Problem to solve |
Without altering anything, output the material below.

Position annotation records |
════════════════════

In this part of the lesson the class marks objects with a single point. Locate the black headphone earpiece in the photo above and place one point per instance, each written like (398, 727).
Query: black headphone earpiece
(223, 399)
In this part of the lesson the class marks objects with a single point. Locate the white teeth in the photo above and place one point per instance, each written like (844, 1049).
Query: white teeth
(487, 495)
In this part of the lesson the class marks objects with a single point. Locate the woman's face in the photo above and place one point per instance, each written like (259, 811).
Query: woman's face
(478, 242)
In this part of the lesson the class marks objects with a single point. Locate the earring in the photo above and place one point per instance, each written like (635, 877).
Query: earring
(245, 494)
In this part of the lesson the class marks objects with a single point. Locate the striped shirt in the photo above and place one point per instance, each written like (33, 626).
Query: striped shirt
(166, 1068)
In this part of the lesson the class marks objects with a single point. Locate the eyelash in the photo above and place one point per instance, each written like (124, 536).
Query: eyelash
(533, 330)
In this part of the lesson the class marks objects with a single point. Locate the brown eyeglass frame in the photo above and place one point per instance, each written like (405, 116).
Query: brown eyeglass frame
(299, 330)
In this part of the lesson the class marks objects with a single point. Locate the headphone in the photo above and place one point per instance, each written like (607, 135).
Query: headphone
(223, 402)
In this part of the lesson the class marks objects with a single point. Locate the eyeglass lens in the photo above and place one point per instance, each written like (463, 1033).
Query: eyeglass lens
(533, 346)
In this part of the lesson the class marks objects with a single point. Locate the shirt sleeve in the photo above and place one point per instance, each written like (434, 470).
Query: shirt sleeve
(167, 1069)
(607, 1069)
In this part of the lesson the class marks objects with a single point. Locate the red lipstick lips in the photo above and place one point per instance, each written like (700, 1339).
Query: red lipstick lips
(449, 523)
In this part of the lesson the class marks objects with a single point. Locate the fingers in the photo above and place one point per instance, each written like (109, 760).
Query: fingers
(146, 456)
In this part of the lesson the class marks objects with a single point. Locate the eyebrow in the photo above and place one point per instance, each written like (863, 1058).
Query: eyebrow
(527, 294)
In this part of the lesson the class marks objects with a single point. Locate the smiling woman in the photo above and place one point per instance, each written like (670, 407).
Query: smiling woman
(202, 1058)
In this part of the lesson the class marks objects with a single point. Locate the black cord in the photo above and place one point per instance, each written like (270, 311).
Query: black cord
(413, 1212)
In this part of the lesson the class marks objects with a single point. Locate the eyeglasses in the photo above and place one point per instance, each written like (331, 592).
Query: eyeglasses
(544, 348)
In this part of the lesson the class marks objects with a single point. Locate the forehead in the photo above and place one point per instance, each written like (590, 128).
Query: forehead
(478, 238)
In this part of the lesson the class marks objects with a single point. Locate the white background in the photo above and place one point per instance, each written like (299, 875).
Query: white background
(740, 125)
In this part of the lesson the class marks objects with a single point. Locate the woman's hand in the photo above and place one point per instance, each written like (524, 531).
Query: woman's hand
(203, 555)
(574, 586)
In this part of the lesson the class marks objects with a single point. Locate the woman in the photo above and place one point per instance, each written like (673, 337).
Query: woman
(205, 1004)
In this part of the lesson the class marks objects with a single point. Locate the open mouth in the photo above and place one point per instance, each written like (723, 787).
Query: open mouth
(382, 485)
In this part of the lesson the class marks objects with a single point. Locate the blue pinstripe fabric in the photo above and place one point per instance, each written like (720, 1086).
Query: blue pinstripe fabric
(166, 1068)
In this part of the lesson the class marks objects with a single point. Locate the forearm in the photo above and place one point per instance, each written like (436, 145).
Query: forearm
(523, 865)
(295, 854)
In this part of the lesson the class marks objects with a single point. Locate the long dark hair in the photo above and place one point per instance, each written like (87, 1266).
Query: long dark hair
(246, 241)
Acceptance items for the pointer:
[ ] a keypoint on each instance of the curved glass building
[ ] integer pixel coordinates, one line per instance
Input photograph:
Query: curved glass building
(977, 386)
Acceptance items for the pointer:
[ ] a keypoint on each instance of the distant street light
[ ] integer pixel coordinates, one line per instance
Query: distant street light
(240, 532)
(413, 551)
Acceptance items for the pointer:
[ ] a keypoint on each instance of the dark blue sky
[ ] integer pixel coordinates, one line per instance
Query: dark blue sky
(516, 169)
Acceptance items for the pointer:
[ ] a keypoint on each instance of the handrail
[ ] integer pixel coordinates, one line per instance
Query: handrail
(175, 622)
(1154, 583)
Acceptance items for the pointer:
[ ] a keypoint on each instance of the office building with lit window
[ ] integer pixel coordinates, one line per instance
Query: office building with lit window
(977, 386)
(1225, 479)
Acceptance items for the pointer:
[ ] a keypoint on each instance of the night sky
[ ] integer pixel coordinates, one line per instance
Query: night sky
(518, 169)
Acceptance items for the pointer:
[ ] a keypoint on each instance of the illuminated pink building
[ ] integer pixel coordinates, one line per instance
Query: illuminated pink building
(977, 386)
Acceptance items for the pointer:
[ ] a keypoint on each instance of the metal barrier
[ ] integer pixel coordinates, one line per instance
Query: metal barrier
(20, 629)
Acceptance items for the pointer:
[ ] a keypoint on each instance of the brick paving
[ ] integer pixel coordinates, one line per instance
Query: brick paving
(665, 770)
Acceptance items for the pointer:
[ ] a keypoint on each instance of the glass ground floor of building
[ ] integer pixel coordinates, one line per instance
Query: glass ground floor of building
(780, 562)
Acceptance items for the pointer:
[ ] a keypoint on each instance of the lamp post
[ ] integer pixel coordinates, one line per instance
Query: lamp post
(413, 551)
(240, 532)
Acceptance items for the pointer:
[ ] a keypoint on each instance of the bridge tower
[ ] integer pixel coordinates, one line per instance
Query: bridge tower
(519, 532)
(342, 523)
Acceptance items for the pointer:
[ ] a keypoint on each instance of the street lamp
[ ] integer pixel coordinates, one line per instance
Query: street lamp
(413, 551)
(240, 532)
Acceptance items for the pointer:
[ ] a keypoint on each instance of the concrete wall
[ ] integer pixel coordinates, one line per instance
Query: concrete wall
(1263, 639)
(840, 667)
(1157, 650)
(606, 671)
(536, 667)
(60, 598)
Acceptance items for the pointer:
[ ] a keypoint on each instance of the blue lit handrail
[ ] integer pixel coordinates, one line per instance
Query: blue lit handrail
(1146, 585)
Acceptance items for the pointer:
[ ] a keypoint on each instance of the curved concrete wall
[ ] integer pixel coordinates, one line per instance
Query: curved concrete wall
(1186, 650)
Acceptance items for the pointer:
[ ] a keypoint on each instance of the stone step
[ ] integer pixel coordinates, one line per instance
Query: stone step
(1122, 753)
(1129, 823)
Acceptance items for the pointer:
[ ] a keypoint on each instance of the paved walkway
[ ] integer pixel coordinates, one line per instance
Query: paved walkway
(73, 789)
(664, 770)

════════════════════

Task result |
In this part of the lesson the class marks objects with a single point. Locate the black headphone earpiece in the photo above and place one point per instance, each written like (398, 727).
Query: black headphone earpiece
(223, 399)
In this part of the lesson the class marks objects with a single point. Locate the white teeth in the photo above and place one point per instance, each written like (844, 1049).
Query: white teeth
(487, 495)
In this part of the lesson the class marks objects with a single point. Locate the woman's face in the photo above and place one point per instance, each written like (259, 811).
Query: woman's face
(478, 242)
In this part of the lesson the class marks objects with a single point. Locate the earring in the photo above and place one point per instance, each written like (635, 877).
Query: earring
(245, 494)
In this part of the lesson the class marks objects with a single point. Locate the striped shirt in the photo above and place one point per instance, each written like (33, 626).
Query: striped shirt
(166, 1068)
In this part of the lesson the class marks objects with a single point. Locate the eyelash in the photo above and place one point per instance, each written like (124, 536).
Query: eyelash
(533, 330)
In this part of the lesson the class marks objects with a single point. Locate the brown eyeglass frame in the photo above and place one point per instance, each written like (405, 116).
Query: brown eyeglass frame
(299, 330)
In this part of the lesson the class marks objects with a single point. Locate the headphone in the photo above and place one point per instance, each written like (607, 135).
Query: headphone
(223, 402)
In this part of the lesson the class marks objects with a single point. Locate the eyeglass lens in the photo above and place one point per instance, each written like (463, 1033).
Query: eyeglass lens
(533, 346)
In this part of the lesson the class marks objects with a single point. Locate the shirt sleeve in the photo above and place one point per instance, each written like (434, 470).
Query: shirt sleeve
(167, 1069)
(607, 1069)
In this part of the lesson the class marks objects with a single point. Locate the red lipstick lips in the photo above and place one point per instance, each written like (700, 1339).
Query: red lipstick lips
(449, 523)
In this part of the lesson the class marks objects with a single point. Locate the fingers in the photo above and place one point per instance, each written like (109, 760).
Query: fingers
(146, 456)
In this part of the lesson the class marks objects with a single point. Locate the eyebrow in the photo above and place one point per instance, each written like (863, 1058).
Query: eyebrow
(527, 294)
In this part of the lesson the class marks objects with a single point. Locate the smiling woman in the photo above and place one point per instance, each written like (670, 407).
Query: smiling woman
(202, 1058)
In this part of the lesson the class marks objects with a single point. Locate the black cord in the photo above and place one point per instance, each written like (270, 311).
Query: black cord
(413, 1212)
In this part of the lesson the class marks objects with a single point. Locate the eyeglasses in the photo above and place one point per instance, each written like (331, 592).
Query: eyeglasses
(544, 348)
In this part of the lesson the class marks objects with a single point. Locate the forehead in the photo above and place one point per instance, each written like (590, 128).
Query: forehead
(478, 238)
In this part of the lesson the class marks objects with a single point. Locate the white background in the photo above and place one point per instance, each written like (299, 875).
Query: white background
(740, 125)
In this part of the lesson the class marks objects with a single point. Locate the woman's hand in the photo above and place one point per instance, each written like (524, 531).
Query: woman's hand
(203, 555)
(574, 586)
In this part of the lesson the class marks objects with a single point. Locate the woman in the photo above and place one point per instance, each written like (673, 337).
Query: woman
(205, 1004)
In this part of the lesson the class marks objects with a single point. Locate the open mouth in the photo above and place one point per instance, each written like (723, 787).
Query: open mouth
(382, 485)
In this part of the lesson the class marks objects with a single point. Locate the blue pinstripe fabric in the photo above and place one point per instance, each written like (720, 1086).
Query: blue pinstripe fabric
(166, 1068)
In this part of the lesson the class marks objects with a single point. Locate the forearm in the photo above and place one point per instance, each written like (436, 145).
Query: forearm
(523, 865)
(295, 854)
In this part of the lesson the class marks objects with a single point. Locate the long dark hair in the photo above and place one point per instance, each written like (87, 1266).
Query: long dark hair
(246, 241)
Acceptance items for the pointer:
[ ] a keypoint on each instance of the curved glass building
[ ] integer pixel coordinates, one line per instance
Input photograph:
Query: curved glass building
(977, 386)
Acceptance items for the pointer:
[ ] a keypoint on each instance of the distant street light
[ ] integer pixel coordinates, one line per instance
Query: distant street light
(240, 532)
(413, 551)
Acceptance items for the pointer:
[ ] a keypoint on each instance of the dark blue sky
[ ] integer pixel coordinates, one line per instance
Query: dark blue sky
(516, 169)
Acceptance items for the pointer:
[ ] a keypoint on each instance of the handrail
[ ] integer pixel coordinates, one line per instance
Query: handrail
(175, 622)
(1154, 583)
Acceptance items for the pointer:
[ ] a keypoint on each instance of the office building with lit window
[ ] integer pixel coordinates, one line per instance
Query: office building with lit window
(977, 386)
(1225, 479)
Acceptance items for the pointer:
[ ] a keypoint on each instance of the night sky
[ ] integer pixel coordinates, one line per instance
Query: night sky
(518, 169)
Acceptance items for the pointer:
[ ] a keypoint on each instance of the illuminated pink building
[ ] integer pixel coordinates, one line per instance
Query: illuminated pink building
(977, 386)
Acceptance items for the pointer:
[ ] a keypoint on each instance of the metal barrier
[ ] integer pixel coordinates, one line per instance
Query: metal barrier
(20, 629)
Acceptance items for the pointer:
[ ] a keypoint on each instance of the brick paving
[ ] integer pixel coordinates, one line per instance
Query: brick paving
(665, 770)
Acceptance items for the pointer:
[ ] a keypoint on each instance of the glass ground floor of building
[ ] integer pixel coordinates, one line per instance
Query: glass ground floor of building
(780, 562)
Acceptance items for the pointer:
[ ] a keypoint on each instance of the lamp post
[ ] integer pixel coordinates, one line per instance
Query: lamp post
(413, 551)
(240, 532)
Acceptance items for the pointer:
[ ] a keypoint on each instance of the bridge tower
[ ] integer pixel coordinates, one line per instance
Query: bridge tower
(519, 532)
(342, 523)
Acceptance items for the pointer:
[ ] a keypoint on each instance of the street lamp
[ ] integer pixel coordinates, one line per instance
Query: street lamp
(413, 551)
(240, 532)
Acceptance items for the pointer:
[ ] a keypoint on each instance of the concrete wall
[ ] integer pixel coordinates, one line per instance
Query: concrete wall
(1263, 639)
(840, 667)
(1157, 650)
(606, 671)
(536, 667)
(60, 598)
Acceptance items for the pointer:
[ ] a keypoint on each instance of the blue lit handrail
[ ] integer pixel coordinates, one line per instance
Query: blue lit handrail
(1146, 585)
Acceptance items for the pointer:
[ ] a keypoint on each instance of the curved concrete wall
[ ] integer pixel coordinates, one line per instance
Query: curved concrete wall
(1186, 650)
Acceptance items for the pointer:
[ ] a keypoint on each instance of the stone step
[ ] integer pixel coordinates, one line per instance
Query: stone step
(1122, 753)
(1129, 823)
Acceptance items for the pointer:
[ ] a keypoint on each instance of the paved walkway
[ ] integer pixel coordinates, one line per instance
Query: paved walkway
(73, 789)
(664, 770)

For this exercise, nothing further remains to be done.